---------- PROVIDED TEXT
Along with the lingo have come new products and services. It isn’t easy to shave your back by yourself, much less bring a razor down to hover threateningly over your goodies. Better to retain the services of an expert. On the other hand, how much time and money do you want to spend on what used to get done in the shower with your razor? Enter the wax bar, a no-nonsense, quick in-and-out destination that has popped up in Vancouver, Victoria, Calgary, Edmonton and Toronto, and will doubtless be coming to other cities near you.
I noticed one a few blocks from my house the other day, called Fuzz Wax Bar, and decided to poke my head in. What were they offering to do? Well, everything that involved wax, and hair. And that’s it. Brows, underarms, backs, goodies, you name it. For lower legs, you need to book 15 minutes and bring $20 (less if you’re a ‘member’). Underarms are $15 for non-members, for 10 minutes. The place was well-appointed and comfortable, with a small reception area and then a hall leading to individual rooms. Like a doctor’s office, but with perfumed air. My leg hair wasn’t a quarter-inch long, though, which is the length you need in order for the wax to grab it.
So I made an appointment for a couple of weeks hence, and toyed fleetingly with the idea of a Brazilian, mostly out of curiosity. I’m in between the hippies, with their love of shag, and the Gen Waxers. It’s not that I have a need to be totally natural, but I figure we have hair there for a reason. As a matter of fact, one recent study by French dermatologist François Desruelles suggests that the hairless craze may be leading to an increase in sexually transmitted infection, due to the micro-wounding caused by hair removal. You also risk ingrown hair, and infections related to that. On the other hand, other researchers have noticed a decline in pubic lice. (Eww.)
Going to a wax bar just to do underarms and lower legs would put me in the minority, though. ‘We can safely say 80 percent of our services are Brazilian waxes,‘ Fuzz Wax Bar’s co-owner, Jessica Frampton, told me later. ‘Our girls can each do up to 20 a day on a busy day.’ She sees a full age range, too, and about 30 percent of their clients are men.
--------------------
---------- AVAILABLE DATA
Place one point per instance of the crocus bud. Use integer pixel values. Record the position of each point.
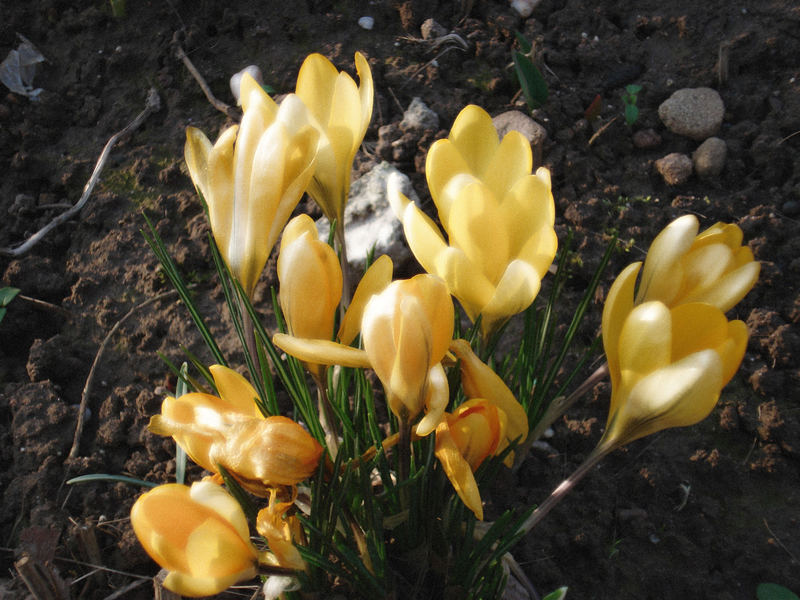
--------------------
* _YOUR OBJECTIVE_:
Write the next part of the wax bar article, picking up after its final sentence. The material has no connection to the text about wax bars.

* _RESULT OF THE EXERCISE_:
Susan Vu of Stripped Wax Bar in Vancouver says they see mostly folks in their mid-20s to mid-30s. ‘We don’t normally see clients in their 40s who have never waxed before; they usually have already been waxing for many years.’ Hmm, where have I been? Married and in sweatpants, I guess. When I went for my appointment (in sweatpants), the amiable esthetician who waxed me in a small, neat room with eggplant-purple walls while I lay on an exam table said that she had recently treated a woman of 75.
First, underarms. Surprisingly, the ‘hard wax’ used at Fuzz Wax Bar for that area (and Brazilians) is considerably less painful than the soft wax that would later be applied to my legs. It’s a gel-based product sourced from France that goes on warm and goopy, and then hardens as it cools. After a few minutes, she just peeled it’and my hair’off. That was easy. No razor needed now for around four weeks. And when the new hair comes in, it should be progressively finer and weaker.
The thin, liquid Azulene wax on my legs, which she removed with strips of paper, stung risingly, if only briefly. Ow. Cut it out.
You know what? I’ll stick to my Bic disposables for that job. I can see why wax-bar clients are seeking mainly Brazilians, because everything else is pretty much DIY stuff without risk of pain.
Out in the reception area, I studied a line of Canadian products called ‘I love my muff,’ which is kind of ironic, given that they are soothing lotions and scented wipes for women who have decided they don’t want muffs. What to make of that? I suggest renaming the products ‘Goodies for my goodies.’ Not that anyone’s asking me.
I left with instructions to avoid the sun and saunas for a few days, as I’d be more prone to burning. Besides that, I felt a bit less hirsute, and happy to leave my razor in the cupboard until the next full moon.